DOCUMENT:
------------------------------------------------------------
La chanson kabyle et la lutte identitaire

Mots du terroir, paroles de la subversion

http://www.depechedekabylie.com/read.php?id=20050&ed=MTE3OQ==

Les vers de Si Mohand U M’hand, les strophes de Youcef U Kaci et les apologues de Cheikh Mohand U L’hocine accordés à la sapience kabyle constituent des exemples édifiants d’une construction littéraire née et promue au sein d’une société qui a eu à subir une vie tumultueuse faite d’occupations, d’oppressions et de luttes sans fin. Ce qui est appelé chanson kabyle est le prolongement de cette poésie exécuté ou accompagné avec les instruments matériels que permet le monde moderne.

Par Amar Naït Messaoud

La poésie kabyle constitue l’un des rares produits littéraires vivants, à côté du conte, que notre société ait hérités des temps immémoriaux de l’art et de la culture berbères. Société à tradition orale très puissante, mais sans ancrage graphique notable, le monde kabyle a fait de cette tradition orale un instrument de perpétuation de la culture et de l’imaginaire collectif, de résistance à l’oppression et de revendication d’un mieux-être social, culturel et économique.
La chanson kabyle est la continuité logique d’une tradition de bardes et d’aèdes. Tradition riche de la richesse de la vie sociale, avec ses heurs et malheurs, ses lumières et ses ombres, ses cimes et ses abysses. ‘’Race de véhéments qui ont faim et soif de justice’’, selon la formule de Vincent Monteil, orientaliste français. A travers le temps et les épreuves qu’il a charriées avec lui, les Kabyles ont utilisé la chanson comme moyen de communication, de sensibilisation et de résitance.
------------------------------------------------------------
ENTRÉES DE DONNÉES:
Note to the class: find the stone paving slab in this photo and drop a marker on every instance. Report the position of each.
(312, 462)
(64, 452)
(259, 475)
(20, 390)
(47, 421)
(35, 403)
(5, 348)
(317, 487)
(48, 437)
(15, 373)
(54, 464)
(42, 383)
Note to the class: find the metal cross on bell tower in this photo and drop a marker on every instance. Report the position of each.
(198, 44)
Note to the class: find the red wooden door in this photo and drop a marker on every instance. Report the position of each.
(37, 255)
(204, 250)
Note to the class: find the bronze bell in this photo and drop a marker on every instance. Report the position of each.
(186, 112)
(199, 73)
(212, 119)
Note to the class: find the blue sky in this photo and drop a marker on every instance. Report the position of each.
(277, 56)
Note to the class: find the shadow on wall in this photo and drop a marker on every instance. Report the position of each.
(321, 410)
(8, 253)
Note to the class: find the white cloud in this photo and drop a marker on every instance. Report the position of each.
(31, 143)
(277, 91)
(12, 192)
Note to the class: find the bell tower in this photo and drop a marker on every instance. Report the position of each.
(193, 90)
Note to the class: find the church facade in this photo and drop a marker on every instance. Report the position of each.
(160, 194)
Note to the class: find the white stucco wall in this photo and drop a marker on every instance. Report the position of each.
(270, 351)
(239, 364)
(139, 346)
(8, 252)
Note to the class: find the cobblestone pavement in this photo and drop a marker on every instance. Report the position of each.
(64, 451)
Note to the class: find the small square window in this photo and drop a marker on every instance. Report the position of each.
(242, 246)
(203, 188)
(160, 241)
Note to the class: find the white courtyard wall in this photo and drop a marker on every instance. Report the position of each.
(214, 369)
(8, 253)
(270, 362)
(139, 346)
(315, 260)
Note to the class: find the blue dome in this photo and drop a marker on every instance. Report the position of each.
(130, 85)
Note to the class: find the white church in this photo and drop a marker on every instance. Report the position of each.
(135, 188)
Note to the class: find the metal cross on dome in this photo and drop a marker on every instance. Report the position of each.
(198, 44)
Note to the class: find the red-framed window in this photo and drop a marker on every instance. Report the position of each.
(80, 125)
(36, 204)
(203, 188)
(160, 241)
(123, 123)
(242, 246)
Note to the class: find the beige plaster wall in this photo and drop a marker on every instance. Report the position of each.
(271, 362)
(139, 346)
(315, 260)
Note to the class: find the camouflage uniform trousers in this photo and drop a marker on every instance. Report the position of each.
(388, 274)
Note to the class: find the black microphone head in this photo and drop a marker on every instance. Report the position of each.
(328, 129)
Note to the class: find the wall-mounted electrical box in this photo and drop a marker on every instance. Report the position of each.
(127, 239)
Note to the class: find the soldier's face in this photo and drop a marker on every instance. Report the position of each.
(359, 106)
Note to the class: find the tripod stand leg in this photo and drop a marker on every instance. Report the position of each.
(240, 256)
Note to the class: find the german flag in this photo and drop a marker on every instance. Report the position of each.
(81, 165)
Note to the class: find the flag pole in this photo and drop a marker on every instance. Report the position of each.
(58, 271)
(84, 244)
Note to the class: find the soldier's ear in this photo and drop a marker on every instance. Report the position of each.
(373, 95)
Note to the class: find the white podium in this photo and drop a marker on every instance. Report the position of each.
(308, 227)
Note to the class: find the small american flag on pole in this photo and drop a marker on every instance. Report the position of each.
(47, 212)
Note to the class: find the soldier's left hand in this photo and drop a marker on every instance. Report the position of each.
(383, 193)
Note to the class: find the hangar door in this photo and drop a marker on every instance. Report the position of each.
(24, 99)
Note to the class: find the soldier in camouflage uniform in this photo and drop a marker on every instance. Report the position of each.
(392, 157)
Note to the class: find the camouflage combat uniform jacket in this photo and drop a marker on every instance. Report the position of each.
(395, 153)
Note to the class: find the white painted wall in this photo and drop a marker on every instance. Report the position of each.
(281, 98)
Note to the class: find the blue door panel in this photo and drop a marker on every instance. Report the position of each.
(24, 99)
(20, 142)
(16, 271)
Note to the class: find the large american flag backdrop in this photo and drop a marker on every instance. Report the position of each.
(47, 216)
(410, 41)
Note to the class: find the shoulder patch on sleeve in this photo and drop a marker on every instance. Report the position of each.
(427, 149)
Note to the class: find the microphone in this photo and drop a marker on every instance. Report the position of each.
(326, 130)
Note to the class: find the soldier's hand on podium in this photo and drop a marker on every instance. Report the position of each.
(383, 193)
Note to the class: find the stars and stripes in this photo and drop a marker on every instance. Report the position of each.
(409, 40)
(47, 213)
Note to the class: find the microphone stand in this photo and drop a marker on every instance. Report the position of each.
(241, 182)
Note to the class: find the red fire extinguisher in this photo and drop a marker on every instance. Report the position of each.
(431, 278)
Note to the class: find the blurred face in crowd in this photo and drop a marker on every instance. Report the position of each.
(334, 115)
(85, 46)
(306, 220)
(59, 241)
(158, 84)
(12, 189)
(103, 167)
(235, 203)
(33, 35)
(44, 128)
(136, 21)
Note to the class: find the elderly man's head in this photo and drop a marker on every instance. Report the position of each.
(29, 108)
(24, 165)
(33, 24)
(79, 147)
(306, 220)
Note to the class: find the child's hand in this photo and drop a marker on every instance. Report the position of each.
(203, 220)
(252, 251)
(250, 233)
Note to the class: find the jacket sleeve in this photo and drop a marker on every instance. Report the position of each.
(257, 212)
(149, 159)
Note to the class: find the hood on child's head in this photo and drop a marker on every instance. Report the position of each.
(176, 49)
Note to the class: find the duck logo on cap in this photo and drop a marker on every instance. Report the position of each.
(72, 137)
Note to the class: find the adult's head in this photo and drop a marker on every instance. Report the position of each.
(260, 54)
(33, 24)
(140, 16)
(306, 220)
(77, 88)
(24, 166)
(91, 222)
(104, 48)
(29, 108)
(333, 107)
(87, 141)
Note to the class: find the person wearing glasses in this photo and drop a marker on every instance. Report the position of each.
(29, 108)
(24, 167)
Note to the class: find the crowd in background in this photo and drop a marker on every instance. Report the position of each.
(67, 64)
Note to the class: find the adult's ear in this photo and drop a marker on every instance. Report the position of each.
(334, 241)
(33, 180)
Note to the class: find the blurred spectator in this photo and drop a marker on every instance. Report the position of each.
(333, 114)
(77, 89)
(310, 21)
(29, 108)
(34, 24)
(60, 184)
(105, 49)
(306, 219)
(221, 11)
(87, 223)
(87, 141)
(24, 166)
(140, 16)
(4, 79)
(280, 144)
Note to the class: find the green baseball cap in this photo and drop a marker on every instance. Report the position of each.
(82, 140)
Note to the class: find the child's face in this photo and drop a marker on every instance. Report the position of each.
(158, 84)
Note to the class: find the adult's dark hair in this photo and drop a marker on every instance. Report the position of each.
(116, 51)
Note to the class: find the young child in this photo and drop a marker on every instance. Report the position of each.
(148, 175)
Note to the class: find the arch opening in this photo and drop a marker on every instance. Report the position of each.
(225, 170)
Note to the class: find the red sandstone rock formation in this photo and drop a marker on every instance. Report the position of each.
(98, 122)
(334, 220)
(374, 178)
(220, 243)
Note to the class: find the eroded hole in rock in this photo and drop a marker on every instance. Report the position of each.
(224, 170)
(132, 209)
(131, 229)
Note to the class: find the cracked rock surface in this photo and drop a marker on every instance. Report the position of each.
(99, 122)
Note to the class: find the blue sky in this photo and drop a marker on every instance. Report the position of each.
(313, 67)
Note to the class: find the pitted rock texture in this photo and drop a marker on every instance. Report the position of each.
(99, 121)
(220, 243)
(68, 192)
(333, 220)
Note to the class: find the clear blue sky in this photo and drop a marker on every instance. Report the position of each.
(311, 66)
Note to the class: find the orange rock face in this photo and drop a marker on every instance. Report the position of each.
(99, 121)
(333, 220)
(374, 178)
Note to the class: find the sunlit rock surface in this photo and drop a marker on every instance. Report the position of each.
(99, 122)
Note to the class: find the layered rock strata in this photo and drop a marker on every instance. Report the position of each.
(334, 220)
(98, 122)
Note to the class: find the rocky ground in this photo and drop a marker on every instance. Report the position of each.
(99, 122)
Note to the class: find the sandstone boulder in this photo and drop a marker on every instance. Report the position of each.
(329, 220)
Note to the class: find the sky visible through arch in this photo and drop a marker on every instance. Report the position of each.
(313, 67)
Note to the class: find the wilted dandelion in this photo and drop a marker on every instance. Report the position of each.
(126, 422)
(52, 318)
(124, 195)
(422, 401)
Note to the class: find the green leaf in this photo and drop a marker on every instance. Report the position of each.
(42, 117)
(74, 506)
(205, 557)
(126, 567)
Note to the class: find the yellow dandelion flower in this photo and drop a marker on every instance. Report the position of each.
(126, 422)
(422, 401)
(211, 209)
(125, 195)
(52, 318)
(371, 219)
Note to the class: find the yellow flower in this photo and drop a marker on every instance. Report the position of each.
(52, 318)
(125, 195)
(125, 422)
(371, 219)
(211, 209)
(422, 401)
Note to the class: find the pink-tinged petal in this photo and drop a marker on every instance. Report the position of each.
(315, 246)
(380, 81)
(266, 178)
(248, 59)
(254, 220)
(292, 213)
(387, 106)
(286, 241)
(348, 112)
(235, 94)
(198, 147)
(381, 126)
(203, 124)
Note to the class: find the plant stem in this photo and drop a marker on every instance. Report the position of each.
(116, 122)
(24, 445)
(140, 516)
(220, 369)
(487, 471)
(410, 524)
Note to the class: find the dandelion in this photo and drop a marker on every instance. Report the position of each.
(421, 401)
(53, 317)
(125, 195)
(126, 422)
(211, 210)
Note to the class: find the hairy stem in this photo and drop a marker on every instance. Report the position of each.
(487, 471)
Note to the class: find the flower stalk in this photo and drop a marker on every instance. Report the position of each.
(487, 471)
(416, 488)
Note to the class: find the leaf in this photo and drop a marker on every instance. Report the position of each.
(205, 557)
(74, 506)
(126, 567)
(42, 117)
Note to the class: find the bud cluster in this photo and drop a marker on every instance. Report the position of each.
------------------------------------------------------------
TÂCHES À ACCOMPLIR:
1. Répondez à ces questions sur le document consacré à la chanson kabyle :
(a) De quoi la chanson kabyle est-elle présentée comme le prolongement ?
(b) À côté de quel autre produit littéraire la poésie kabyle figure-t-elle parmi les rares produits vivants hérités des temps immémoriaux ?
(c) Quelle formule de Vincent Monteil le document cite-t-il ?
2. Comptez les lignes des entrées qui contiennent la chaîne "church", en respectant la casse, et donnez uniquement ce nombre.
Les entrées n'ont aucun rapport avec le document.

RÉPONSES:
1.
(a) Elle est le prolongement de la poésie kabyle, exécutée ou accompagnée avec les instruments matériels que permet le monde moderne.
(b) Le conte.
(c) « Race de véhéments qui ont faim et soif de justice ».

2. 2